Data shown: Begin

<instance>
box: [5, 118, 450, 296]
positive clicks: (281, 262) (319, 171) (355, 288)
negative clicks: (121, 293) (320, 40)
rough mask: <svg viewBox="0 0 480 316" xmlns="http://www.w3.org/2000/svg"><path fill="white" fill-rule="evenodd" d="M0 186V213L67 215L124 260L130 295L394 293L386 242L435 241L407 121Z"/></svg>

Data shown: End

= Requirement =
Begin at the line that has "box: [5, 118, 450, 296]" in the entries above; stop after the line that has "negative clicks: (121, 293) (320, 40)". Transcribe exactly those lines and no others.

= Written answer =
box: [5, 118, 450, 296]
positive clicks: (281, 262) (319, 171) (355, 288)
negative clicks: (121, 293) (320, 40)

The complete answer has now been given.